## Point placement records
------------------------------
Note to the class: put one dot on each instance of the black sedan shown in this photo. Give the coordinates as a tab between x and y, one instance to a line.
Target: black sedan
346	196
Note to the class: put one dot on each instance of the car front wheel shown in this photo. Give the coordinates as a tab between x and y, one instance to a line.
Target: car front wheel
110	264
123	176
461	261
------------------------------
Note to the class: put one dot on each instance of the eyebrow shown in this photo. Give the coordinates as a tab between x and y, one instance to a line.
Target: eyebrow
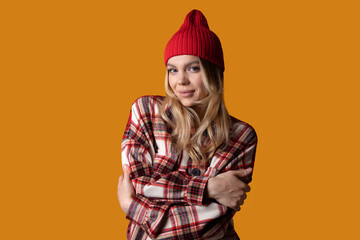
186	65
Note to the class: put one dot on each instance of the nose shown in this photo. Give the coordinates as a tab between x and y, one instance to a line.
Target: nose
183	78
------------------------------
## Exercise task
State how many lines in the data above contain the word "Give". Reply with the number alone.

## Solution to the exercise
4